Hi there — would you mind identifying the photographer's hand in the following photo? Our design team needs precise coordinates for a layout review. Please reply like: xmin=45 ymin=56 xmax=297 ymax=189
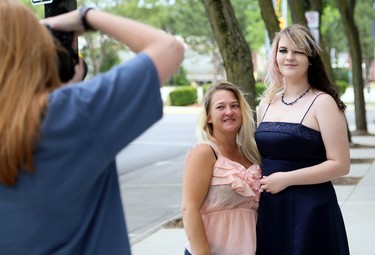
xmin=40 ymin=10 xmax=85 ymax=36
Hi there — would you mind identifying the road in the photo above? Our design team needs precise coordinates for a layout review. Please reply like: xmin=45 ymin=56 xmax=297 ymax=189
xmin=117 ymin=102 xmax=375 ymax=243
xmin=116 ymin=110 xmax=198 ymax=243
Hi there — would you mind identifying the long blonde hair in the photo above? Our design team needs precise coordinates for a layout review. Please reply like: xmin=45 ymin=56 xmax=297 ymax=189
xmin=0 ymin=0 xmax=61 ymax=185
xmin=196 ymin=81 xmax=261 ymax=164
xmin=261 ymin=24 xmax=346 ymax=111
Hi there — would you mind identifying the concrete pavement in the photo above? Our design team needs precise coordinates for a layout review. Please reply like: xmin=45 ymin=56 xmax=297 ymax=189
xmin=132 ymin=132 xmax=375 ymax=255
xmin=129 ymin=86 xmax=375 ymax=255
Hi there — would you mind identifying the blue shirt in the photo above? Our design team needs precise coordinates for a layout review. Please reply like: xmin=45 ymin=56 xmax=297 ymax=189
xmin=0 ymin=53 xmax=162 ymax=255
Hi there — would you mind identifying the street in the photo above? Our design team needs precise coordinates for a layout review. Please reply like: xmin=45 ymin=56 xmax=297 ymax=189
xmin=117 ymin=91 xmax=375 ymax=243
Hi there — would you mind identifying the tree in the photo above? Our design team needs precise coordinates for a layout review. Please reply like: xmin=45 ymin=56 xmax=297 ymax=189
xmin=202 ymin=0 xmax=256 ymax=109
xmin=258 ymin=0 xmax=280 ymax=42
xmin=336 ymin=0 xmax=368 ymax=134
xmin=354 ymin=0 xmax=375 ymax=90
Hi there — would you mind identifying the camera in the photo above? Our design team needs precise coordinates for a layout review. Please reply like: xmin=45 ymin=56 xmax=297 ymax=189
xmin=47 ymin=26 xmax=79 ymax=82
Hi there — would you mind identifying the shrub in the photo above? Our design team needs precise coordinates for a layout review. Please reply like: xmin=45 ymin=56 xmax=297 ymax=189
xmin=169 ymin=86 xmax=198 ymax=106
xmin=336 ymin=80 xmax=349 ymax=96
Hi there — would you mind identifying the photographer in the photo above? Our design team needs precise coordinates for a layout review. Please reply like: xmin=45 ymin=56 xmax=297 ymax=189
xmin=0 ymin=0 xmax=184 ymax=255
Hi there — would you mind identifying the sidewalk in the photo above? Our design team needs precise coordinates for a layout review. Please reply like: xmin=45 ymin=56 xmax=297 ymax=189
xmin=132 ymin=130 xmax=375 ymax=255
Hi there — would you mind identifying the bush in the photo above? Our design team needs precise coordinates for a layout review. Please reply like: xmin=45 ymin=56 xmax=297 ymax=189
xmin=332 ymin=67 xmax=349 ymax=82
xmin=169 ymin=86 xmax=198 ymax=106
xmin=336 ymin=80 xmax=349 ymax=96
xmin=171 ymin=66 xmax=190 ymax=86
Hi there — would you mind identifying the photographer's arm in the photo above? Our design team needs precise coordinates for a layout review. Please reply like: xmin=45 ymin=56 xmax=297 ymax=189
xmin=42 ymin=9 xmax=184 ymax=84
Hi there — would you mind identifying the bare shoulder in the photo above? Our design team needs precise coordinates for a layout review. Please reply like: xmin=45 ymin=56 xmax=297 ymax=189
xmin=189 ymin=144 xmax=214 ymax=160
xmin=314 ymin=92 xmax=338 ymax=111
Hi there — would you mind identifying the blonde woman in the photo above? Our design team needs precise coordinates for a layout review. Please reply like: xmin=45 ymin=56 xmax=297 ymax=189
xmin=182 ymin=81 xmax=261 ymax=255
xmin=0 ymin=0 xmax=184 ymax=255
xmin=255 ymin=25 xmax=350 ymax=255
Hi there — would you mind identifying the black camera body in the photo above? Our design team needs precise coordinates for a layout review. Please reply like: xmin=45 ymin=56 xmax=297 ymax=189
xmin=47 ymin=26 xmax=79 ymax=82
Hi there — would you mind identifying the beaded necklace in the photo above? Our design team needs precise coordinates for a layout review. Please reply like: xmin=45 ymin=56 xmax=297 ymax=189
xmin=281 ymin=87 xmax=310 ymax=106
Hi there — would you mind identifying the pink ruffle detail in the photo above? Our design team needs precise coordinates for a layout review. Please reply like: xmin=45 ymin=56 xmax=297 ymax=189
xmin=211 ymin=157 xmax=261 ymax=201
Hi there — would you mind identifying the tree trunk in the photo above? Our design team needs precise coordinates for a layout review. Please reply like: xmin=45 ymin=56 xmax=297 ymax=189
xmin=202 ymin=0 xmax=256 ymax=110
xmin=310 ymin=0 xmax=352 ymax=143
xmin=336 ymin=0 xmax=368 ymax=134
xmin=288 ymin=0 xmax=307 ymax=27
xmin=258 ymin=0 xmax=280 ymax=43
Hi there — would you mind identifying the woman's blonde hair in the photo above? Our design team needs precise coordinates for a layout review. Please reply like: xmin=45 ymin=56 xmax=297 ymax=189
xmin=0 ymin=0 xmax=61 ymax=185
xmin=196 ymin=81 xmax=260 ymax=164
xmin=261 ymin=24 xmax=346 ymax=111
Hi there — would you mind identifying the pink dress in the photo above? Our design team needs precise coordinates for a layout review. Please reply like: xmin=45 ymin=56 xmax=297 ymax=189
xmin=186 ymin=154 xmax=261 ymax=255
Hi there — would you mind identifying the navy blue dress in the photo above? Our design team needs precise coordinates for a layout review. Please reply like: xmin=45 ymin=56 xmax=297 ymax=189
xmin=255 ymin=97 xmax=349 ymax=255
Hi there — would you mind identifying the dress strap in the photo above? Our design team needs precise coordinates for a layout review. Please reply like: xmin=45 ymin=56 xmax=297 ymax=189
xmin=300 ymin=93 xmax=326 ymax=124
xmin=261 ymin=103 xmax=271 ymax=121
xmin=210 ymin=146 xmax=217 ymax=159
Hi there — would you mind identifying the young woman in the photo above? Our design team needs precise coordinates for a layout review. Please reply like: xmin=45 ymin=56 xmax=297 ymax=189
xmin=0 ymin=0 xmax=184 ymax=255
xmin=255 ymin=25 xmax=350 ymax=255
xmin=182 ymin=81 xmax=261 ymax=255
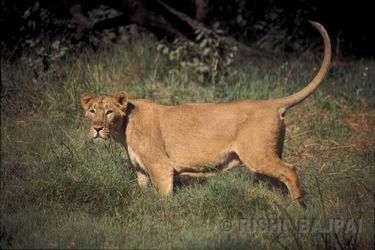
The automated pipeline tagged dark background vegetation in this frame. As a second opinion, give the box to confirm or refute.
[0,0,375,57]
[0,0,375,250]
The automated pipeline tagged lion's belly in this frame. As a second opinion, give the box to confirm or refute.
[171,150,241,173]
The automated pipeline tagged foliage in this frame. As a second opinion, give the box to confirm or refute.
[157,28,237,83]
[0,37,375,249]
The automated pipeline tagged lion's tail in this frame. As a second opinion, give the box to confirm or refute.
[275,21,332,113]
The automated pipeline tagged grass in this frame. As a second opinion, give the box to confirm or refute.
[0,34,375,249]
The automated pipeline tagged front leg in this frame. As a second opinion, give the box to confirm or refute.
[149,163,173,196]
[136,170,150,188]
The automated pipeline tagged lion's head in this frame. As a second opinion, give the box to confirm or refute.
[81,91,128,139]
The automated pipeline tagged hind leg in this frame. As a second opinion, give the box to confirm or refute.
[240,151,304,206]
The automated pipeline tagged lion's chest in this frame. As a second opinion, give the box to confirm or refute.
[127,146,146,170]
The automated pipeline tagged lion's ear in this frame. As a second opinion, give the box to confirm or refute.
[81,93,95,110]
[113,91,128,108]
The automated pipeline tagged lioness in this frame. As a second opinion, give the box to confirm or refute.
[81,22,331,205]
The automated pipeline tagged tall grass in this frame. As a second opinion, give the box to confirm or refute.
[0,34,375,249]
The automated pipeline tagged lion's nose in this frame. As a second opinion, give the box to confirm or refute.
[94,126,103,133]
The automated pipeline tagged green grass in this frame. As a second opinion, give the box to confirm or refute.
[0,34,375,249]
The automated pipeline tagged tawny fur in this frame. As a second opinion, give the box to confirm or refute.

## Stated exercise
Put the lines from the one containing "Hi there — would you mind identifying the photographer in" through the one containing "xmin=171 ymin=66 xmax=190 ymax=86", both included, into a Markdown table with the columns Row and Line. Number each row and leave out any blank lines.

## Reply to the exercise
| Row | Line |
|---|---|
| 1 | Hi there — would you mind identifying the photographer in the photo above? Our design team needs precise coordinates for a layout review. Please reply like: xmin=45 ymin=56 xmax=297 ymax=189 |
| 2 | xmin=0 ymin=0 xmax=184 ymax=255 |
| 3 | Hi there — would you mind identifying the sidewalk in the photo above? Our design team needs precise coordinates for a layout review. Please reply like: xmin=45 ymin=56 xmax=297 ymax=189 |
| 4 | xmin=132 ymin=130 xmax=375 ymax=255 |
| 5 | Hi there — would you mind identifying the bush in the photo above? Our design team needs precise coordinates for a layout review. Please reply like: xmin=45 ymin=56 xmax=297 ymax=189 |
| 6 | xmin=332 ymin=67 xmax=349 ymax=82 |
| 7 | xmin=169 ymin=86 xmax=198 ymax=106 |
| 8 | xmin=336 ymin=80 xmax=349 ymax=96 |
| 9 | xmin=171 ymin=66 xmax=190 ymax=86 |